--- Start Dataset records ---

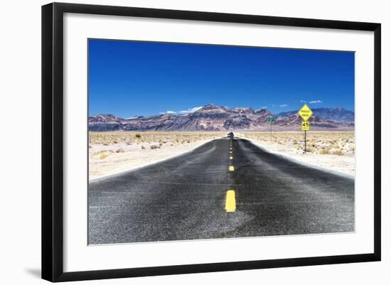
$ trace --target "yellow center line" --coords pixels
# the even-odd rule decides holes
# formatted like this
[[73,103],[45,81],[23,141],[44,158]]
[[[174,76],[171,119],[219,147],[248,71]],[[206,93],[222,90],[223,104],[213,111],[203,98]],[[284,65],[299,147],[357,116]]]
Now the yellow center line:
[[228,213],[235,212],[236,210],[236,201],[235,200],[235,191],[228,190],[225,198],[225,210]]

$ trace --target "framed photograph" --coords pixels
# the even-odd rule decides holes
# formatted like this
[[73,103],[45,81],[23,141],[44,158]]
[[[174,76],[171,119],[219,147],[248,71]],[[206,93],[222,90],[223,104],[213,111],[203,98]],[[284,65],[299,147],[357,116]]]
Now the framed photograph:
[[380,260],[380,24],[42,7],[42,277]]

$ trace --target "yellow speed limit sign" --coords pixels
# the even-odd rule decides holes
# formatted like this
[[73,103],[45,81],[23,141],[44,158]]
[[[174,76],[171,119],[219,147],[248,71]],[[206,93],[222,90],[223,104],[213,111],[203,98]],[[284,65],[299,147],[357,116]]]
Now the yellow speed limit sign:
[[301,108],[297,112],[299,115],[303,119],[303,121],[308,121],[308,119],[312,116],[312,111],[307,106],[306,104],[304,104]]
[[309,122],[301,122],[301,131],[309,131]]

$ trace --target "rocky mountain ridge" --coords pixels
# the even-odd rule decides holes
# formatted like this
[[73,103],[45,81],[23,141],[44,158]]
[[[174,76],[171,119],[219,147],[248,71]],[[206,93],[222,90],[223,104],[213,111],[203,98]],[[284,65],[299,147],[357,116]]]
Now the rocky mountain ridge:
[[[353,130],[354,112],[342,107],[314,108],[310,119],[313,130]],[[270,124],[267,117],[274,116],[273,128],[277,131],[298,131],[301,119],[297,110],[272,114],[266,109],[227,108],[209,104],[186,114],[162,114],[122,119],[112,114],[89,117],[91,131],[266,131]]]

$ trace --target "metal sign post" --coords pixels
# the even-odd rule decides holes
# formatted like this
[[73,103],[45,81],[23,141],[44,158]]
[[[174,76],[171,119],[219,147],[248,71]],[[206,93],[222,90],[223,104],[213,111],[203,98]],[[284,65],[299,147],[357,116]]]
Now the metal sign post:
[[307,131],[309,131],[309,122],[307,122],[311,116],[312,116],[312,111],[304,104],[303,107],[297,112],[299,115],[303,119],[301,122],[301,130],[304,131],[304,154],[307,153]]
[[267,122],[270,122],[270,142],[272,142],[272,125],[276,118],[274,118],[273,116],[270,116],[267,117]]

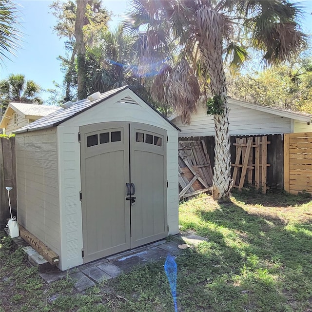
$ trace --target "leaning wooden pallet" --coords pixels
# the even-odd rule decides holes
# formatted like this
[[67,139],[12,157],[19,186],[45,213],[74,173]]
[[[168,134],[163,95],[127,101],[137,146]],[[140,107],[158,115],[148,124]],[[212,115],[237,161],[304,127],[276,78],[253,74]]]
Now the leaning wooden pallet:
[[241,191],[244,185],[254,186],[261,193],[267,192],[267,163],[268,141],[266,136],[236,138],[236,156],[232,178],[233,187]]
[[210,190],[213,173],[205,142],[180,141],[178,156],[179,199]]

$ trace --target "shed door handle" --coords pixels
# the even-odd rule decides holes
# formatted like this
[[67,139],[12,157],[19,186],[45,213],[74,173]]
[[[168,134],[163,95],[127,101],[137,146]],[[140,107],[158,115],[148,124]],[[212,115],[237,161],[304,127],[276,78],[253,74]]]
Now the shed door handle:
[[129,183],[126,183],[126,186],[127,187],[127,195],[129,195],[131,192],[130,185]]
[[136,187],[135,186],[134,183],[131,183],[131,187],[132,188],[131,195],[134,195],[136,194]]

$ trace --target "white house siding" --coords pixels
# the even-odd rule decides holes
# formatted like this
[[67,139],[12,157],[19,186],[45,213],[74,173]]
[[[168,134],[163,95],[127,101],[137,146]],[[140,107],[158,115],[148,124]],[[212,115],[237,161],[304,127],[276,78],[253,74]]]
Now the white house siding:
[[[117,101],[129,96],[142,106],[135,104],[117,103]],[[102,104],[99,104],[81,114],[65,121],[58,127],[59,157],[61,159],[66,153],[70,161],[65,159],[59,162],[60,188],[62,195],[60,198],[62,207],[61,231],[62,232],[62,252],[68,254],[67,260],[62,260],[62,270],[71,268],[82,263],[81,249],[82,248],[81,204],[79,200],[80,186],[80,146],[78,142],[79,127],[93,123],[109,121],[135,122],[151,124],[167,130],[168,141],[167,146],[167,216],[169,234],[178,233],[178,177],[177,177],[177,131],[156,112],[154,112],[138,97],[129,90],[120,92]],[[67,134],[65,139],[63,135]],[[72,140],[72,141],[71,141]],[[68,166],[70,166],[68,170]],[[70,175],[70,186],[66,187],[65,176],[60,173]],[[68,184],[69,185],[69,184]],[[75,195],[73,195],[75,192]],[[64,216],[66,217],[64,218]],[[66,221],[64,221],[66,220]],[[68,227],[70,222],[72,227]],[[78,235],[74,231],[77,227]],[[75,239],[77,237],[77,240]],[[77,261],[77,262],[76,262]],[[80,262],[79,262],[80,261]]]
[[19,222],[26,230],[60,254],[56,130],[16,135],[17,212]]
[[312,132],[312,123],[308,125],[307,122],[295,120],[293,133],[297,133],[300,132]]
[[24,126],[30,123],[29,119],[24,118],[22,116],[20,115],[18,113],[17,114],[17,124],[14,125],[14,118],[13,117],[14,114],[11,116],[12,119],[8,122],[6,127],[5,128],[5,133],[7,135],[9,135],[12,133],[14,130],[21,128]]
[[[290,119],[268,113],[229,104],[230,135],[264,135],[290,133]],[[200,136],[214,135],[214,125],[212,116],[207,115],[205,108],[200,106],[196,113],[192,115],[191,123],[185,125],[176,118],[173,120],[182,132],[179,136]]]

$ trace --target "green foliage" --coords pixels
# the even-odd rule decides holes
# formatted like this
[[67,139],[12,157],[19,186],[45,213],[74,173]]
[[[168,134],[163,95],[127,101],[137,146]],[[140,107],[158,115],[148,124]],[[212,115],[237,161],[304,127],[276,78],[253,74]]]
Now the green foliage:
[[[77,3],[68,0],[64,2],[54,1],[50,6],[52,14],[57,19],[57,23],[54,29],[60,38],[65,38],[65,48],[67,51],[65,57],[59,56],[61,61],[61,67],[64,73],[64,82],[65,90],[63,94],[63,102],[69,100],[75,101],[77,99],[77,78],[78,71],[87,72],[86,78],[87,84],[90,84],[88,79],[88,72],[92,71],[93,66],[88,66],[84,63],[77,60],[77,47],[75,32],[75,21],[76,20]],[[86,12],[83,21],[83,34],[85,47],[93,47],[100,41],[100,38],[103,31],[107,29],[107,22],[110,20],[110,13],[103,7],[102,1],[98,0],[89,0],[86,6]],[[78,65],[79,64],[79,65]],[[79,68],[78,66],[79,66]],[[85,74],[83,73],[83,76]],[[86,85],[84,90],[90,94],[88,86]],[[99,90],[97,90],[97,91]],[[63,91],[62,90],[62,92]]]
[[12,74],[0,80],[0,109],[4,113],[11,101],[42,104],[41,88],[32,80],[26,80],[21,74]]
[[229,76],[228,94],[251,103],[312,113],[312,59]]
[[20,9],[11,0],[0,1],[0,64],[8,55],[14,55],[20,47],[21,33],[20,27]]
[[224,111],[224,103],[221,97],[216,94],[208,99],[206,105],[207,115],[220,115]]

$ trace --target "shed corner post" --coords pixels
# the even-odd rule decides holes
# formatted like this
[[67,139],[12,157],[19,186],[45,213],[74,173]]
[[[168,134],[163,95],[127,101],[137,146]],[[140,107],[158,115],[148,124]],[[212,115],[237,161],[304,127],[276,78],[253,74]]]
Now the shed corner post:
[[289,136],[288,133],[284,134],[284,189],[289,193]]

--- End Dataset records ---

» What you have to do
Display each line of the material in which the string "handle" appears.

» Worked answer
$ trace --target "shed door handle" --coords pixels
Now the shed door handle:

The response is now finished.